#### PROVIDED ENTRIES

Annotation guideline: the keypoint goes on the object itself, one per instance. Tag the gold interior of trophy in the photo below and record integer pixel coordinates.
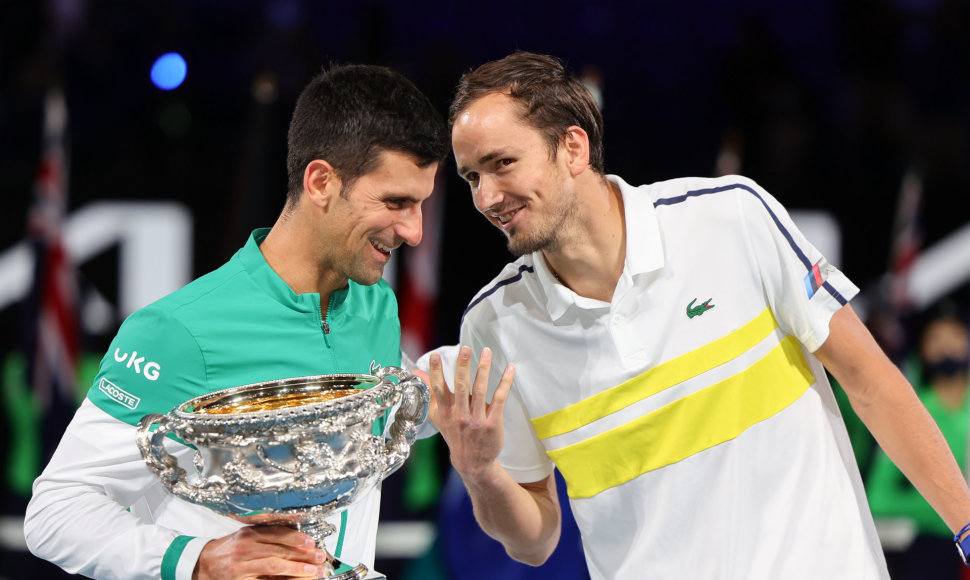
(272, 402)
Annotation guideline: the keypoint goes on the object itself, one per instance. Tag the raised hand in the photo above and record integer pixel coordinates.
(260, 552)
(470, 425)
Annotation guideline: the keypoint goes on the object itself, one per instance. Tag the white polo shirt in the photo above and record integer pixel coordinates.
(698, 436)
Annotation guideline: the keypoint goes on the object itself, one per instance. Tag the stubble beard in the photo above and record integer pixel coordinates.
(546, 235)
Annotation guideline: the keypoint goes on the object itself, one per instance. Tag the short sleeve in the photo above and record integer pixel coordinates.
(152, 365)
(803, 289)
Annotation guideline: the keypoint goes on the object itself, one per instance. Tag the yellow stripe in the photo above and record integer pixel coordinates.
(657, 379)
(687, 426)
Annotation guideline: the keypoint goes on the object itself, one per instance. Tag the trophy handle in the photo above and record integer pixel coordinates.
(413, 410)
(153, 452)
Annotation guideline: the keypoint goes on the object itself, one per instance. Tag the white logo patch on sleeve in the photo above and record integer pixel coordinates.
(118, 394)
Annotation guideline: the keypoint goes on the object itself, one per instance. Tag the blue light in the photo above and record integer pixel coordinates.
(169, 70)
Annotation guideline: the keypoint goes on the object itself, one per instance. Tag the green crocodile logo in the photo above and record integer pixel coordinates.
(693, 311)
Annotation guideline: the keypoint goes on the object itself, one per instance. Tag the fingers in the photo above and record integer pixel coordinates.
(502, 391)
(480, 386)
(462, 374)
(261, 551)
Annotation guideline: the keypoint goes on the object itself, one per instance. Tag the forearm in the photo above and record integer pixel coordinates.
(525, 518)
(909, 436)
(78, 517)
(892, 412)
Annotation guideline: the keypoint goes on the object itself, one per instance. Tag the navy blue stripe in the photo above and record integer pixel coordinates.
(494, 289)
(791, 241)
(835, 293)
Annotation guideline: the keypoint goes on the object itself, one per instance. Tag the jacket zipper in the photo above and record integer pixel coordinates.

########
#### PROVIDED ENTRIES

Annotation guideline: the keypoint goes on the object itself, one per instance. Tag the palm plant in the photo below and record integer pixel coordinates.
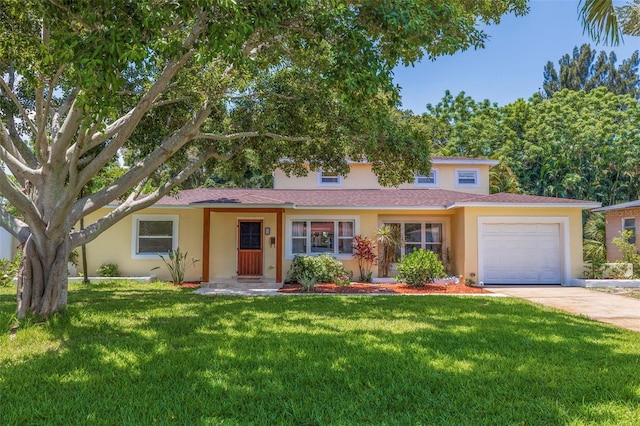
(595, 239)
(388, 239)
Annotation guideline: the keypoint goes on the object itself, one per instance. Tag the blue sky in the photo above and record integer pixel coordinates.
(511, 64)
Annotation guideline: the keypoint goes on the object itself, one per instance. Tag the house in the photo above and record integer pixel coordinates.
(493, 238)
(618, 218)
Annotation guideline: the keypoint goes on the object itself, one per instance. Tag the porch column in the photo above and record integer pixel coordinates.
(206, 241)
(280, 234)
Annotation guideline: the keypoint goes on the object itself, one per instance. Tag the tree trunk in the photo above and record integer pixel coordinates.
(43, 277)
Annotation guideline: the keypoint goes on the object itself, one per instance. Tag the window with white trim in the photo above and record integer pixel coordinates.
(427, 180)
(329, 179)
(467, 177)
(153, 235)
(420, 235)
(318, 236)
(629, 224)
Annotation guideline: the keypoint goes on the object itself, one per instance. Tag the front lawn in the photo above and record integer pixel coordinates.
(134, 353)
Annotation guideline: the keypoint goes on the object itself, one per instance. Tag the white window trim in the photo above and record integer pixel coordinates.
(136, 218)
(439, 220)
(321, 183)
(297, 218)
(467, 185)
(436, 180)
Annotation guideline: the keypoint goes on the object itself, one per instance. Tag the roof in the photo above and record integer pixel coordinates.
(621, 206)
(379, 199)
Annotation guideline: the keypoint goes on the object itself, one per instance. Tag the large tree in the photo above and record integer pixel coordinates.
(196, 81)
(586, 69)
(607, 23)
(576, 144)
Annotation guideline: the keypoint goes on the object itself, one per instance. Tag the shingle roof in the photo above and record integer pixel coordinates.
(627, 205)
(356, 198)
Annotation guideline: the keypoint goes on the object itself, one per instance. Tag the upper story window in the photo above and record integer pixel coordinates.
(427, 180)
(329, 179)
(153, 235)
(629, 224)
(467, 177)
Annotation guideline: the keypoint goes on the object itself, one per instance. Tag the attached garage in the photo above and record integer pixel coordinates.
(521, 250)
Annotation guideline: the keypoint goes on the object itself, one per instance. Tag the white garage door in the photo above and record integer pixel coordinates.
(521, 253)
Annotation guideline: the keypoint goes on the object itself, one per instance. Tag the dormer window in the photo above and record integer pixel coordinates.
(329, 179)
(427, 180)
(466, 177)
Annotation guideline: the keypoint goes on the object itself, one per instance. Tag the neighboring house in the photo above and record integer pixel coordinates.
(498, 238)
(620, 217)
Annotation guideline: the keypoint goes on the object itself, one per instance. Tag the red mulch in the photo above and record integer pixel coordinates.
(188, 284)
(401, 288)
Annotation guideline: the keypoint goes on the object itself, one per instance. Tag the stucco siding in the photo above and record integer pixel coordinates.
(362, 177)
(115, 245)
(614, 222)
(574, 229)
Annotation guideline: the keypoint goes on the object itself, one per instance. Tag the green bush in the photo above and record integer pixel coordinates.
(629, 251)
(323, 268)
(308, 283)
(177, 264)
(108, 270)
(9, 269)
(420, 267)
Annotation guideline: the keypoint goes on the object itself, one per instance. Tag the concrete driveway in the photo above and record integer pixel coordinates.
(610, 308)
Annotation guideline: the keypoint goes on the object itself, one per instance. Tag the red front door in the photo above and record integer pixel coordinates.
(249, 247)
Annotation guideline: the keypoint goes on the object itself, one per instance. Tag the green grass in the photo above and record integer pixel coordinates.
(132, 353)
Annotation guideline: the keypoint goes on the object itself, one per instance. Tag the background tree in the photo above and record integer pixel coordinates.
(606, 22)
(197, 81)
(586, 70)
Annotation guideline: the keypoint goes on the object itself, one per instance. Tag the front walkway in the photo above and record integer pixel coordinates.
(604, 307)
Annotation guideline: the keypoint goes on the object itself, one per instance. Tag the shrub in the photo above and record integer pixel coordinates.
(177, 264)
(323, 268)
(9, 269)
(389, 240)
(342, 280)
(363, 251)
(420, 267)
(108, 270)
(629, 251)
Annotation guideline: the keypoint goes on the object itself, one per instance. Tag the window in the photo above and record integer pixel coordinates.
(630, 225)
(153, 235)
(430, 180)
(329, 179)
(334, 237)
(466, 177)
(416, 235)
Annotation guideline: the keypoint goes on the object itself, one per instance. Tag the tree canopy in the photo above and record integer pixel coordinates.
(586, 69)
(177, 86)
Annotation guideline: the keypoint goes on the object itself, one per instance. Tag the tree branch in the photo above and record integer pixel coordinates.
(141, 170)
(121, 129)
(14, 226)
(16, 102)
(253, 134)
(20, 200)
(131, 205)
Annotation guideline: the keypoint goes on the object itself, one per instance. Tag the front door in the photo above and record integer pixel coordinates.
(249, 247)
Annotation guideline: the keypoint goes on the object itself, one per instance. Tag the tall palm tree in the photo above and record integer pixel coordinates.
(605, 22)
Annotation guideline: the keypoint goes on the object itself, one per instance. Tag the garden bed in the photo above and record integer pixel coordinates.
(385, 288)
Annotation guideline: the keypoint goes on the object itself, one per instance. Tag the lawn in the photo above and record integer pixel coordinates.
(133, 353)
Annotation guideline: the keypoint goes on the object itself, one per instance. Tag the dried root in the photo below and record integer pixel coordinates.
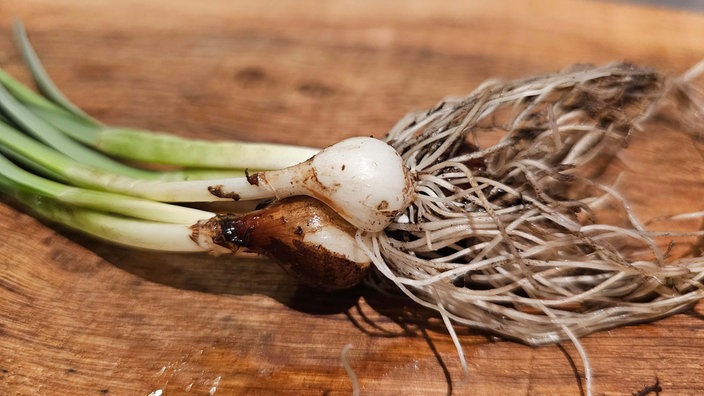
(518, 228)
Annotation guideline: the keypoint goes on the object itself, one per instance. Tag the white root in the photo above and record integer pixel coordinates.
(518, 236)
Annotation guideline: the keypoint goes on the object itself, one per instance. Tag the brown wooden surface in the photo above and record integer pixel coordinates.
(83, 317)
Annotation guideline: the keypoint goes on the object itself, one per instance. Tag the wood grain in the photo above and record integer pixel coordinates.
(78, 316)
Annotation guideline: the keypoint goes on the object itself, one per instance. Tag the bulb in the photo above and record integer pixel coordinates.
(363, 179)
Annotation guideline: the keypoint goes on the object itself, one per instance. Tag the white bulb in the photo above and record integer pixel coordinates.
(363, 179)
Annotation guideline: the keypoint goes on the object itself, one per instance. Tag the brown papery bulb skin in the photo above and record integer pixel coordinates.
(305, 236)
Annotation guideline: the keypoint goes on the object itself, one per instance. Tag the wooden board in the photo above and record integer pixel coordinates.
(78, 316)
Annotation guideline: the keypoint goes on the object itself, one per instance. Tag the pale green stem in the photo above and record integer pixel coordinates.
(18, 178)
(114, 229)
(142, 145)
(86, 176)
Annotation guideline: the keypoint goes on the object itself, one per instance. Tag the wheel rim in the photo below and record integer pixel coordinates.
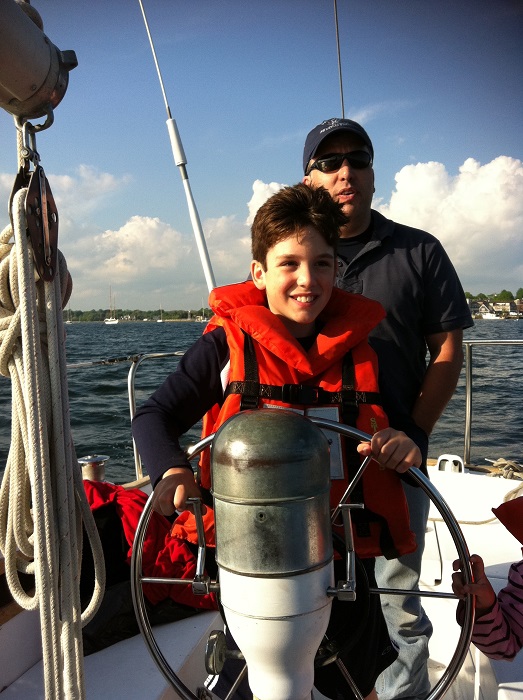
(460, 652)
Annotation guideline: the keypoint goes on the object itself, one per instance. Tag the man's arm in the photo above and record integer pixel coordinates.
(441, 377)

########

--- WHAT THIS TASK INVOLVES ---
Count the lines of the entries above that contain the string "sleeve". Reply with the number only.

--- EXERCISE RESULT ---
2